C’est ce qui m’a plu dans le livre de Bruno Latour, dont le présent livre tente de définir ce qu’il appelle un nouvel « attracteur » politique qui prenne en compte une nouvelle définition de l’homme conçu comme partie prenante de son environnement, à la perpendiculaire de la vision moderne où la Terre n’est qu’un simple substrat.

Ci-dessous un petit résumé de ce que j’ai compris de la pensée de Latour, dont je n’ai lu que ce seul livre à ce jour.

Où atterrir ? Comment s’orienter en politique, Bruno Latour, 2017

Depuis les débuts de la Modernité, l’axe majeur qui a orienté les politiques est celui qui va du local vers le global. C’est ce qu’on appelle la mondialisation, ou la globalisation.

Il y a deux sous catégories dans cette mondialisation : la mondialisation-moins et la mondialisation-plus.

La mondialisation-plus est celle qui permet d’enrichir son point de vue sur le monde en laissant s’exprimer les divergences, celle qui fait cohabiter les différents points de vue et modes de vie, d’existence. Cette mondialisation reconnait l’autre comme nécessaire, admet la différence, car elle sait que la multiplicité des expériences bénéficie à chacun.

......

CONSIGNES:
(A) Reproduisez l’extrait sur Bruno Latour depuis « C’est ce qui » jusqu’à « et la mondialisation-plus. » inclus.
(B) Répondez à ces questions sur l’extrait sur Bruno Latour :
(i) Quelle année figure à côté du titre « Où atterrir ? » ?
(ii) Selon l’extrait, quel axe a orienté les politiques depuis les débuts de la Modernité ?
(iii) Quelles sont les deux sous-catégories de la mondialisation ?
(C) Dites si chacune de ces affirmations concorde avec l’extrait sur Bruno Latour, en citant les mots qui tranchent :
(i) L’extrait affirme que plusieurs livres de Latour ont été lus.
(ii) La mondialisation-plus admet la différence.
(iii) Dans la vision moderne, la Terre est plus qu’un simple substrat.

......

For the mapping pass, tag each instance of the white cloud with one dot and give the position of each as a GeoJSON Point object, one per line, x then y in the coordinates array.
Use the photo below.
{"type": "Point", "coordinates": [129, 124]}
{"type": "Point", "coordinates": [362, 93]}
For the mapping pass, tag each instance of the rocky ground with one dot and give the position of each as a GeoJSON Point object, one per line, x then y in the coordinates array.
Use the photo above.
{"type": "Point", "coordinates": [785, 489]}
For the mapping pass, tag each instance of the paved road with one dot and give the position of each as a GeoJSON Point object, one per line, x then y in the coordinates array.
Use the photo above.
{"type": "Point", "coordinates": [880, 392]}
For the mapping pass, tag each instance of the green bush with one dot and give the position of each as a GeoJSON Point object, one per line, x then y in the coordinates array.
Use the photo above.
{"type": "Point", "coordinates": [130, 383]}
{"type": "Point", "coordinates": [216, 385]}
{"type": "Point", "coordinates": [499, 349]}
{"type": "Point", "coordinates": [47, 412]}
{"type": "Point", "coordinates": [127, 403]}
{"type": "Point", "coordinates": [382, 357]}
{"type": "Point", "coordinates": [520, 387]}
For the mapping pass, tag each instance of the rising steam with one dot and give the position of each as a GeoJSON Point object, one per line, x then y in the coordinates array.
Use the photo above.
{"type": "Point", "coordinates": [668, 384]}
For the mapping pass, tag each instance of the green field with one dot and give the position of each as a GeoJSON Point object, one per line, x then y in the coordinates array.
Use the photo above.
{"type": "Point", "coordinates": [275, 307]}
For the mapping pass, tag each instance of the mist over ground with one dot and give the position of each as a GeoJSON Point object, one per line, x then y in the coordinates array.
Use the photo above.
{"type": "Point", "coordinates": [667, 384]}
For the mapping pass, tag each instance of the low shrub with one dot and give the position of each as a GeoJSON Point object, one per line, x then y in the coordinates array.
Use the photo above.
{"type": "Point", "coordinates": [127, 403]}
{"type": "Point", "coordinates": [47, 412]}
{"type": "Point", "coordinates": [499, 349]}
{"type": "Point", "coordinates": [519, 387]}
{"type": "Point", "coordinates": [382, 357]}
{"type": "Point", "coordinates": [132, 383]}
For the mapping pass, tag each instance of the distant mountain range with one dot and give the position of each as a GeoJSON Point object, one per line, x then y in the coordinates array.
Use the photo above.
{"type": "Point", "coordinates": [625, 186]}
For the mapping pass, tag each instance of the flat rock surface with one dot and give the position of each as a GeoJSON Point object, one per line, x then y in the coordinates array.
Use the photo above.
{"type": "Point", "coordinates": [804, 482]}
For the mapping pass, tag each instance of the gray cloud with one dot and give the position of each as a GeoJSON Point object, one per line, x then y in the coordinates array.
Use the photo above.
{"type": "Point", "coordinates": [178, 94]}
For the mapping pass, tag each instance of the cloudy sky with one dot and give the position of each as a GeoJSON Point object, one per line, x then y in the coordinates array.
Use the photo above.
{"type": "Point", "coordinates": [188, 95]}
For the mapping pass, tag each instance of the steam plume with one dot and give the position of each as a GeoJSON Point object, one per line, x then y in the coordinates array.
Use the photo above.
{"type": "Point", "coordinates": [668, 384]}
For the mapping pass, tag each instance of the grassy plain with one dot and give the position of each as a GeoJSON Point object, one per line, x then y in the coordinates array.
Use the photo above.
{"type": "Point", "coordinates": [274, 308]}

......

RÉPONSES:
(A)
C’est ce qui m’a plu dans le livre de Bruno Latour, dont le présent livre tente de définir ce qu’il appelle un nouvel « attracteur » politique qui prenne en compte une nouvelle définition de l’homme conçu comme partie prenante de son environnement, à la perpendiculaire de la vision moderne où la Terre n’est qu’un simple substrat.

Ci-dessous un petit résumé de ce que j’ai compris de la pensée de Latour, dont je n’ai lu que ce seul livre à ce jour.

Où atterrir ? Comment s’orienter en politique, Bruno Latour, 2017

Depuis les débuts de la Modernité, l’axe majeur qui a orienté les politiques est celui qui va du local vers le global. C’est ce qu’on appelle la mondialisation, ou la globalisation.

Il y a deux sous catégories dans cette mondialisation : la mondialisation-moins et la mondialisation-plus.

(B)
(i) 2017.
(ii) L’axe qui va du local vers le global.
(iii) La mondialisation-moins et la mondialisation-plus.

(C)
(i) Non : « dont je n’ai lu que ce seul livre à ce jour ».
(ii) Oui : « admet la différence ».
(iii) Non : « la Terre n’est qu’un simple substrat ».